====== SUPPLIED RECORDS ======
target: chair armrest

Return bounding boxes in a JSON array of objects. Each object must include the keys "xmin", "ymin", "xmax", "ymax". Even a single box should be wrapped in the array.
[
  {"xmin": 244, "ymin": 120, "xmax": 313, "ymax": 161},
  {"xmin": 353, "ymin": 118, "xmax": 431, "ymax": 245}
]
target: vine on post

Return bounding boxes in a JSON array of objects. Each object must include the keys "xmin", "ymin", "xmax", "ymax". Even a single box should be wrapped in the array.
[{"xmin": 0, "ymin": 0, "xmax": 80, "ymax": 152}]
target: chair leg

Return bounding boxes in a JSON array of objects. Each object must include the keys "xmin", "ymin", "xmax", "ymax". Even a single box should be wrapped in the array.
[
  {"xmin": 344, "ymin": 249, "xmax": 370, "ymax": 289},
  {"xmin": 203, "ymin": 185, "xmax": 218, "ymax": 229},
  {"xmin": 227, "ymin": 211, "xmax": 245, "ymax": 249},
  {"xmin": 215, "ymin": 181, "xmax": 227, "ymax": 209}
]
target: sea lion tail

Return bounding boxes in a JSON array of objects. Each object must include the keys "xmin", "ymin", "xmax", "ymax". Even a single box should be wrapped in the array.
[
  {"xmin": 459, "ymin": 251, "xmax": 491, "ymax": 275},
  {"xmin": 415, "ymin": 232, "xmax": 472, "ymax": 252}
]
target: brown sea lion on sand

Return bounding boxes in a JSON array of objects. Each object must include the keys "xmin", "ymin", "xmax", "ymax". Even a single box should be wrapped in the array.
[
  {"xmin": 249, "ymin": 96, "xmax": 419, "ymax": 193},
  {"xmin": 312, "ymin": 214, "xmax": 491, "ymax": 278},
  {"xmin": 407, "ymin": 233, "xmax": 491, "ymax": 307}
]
======
▸ **WORK REQUIRED**
Express the lines as a JSON list of strings, one string per line and blank lines left out, starting with the line containing "target: sea lion tail" and going on through the last line.

▸ **OUTPUT BELOW**
[
  "target: sea lion tail",
  "Return bounding boxes in a JSON array of objects. Each object must include the keys \"xmin\", \"ymin\", \"xmax\", \"ymax\". Even a single box should be wrapped in the array.",
  "[",
  "  {\"xmin\": 459, \"ymin\": 251, \"xmax\": 491, \"ymax\": 275},",
  "  {\"xmin\": 415, \"ymin\": 232, \"xmax\": 472, \"ymax\": 252}",
  "]",
  "target: brown sea lion on sand",
  "Return bounding boxes in a JSON array of objects. Each object must include the keys \"xmin\", \"ymin\", \"xmax\", \"ymax\". Even a single box should be wrapped in the array.",
  "[",
  "  {\"xmin\": 249, \"ymin\": 96, \"xmax\": 419, \"ymax\": 193},",
  "  {\"xmin\": 312, \"ymin\": 214, \"xmax\": 491, \"ymax\": 278},",
  "  {\"xmin\": 407, \"ymin\": 233, \"xmax\": 491, \"ymax\": 307}",
  "]"
]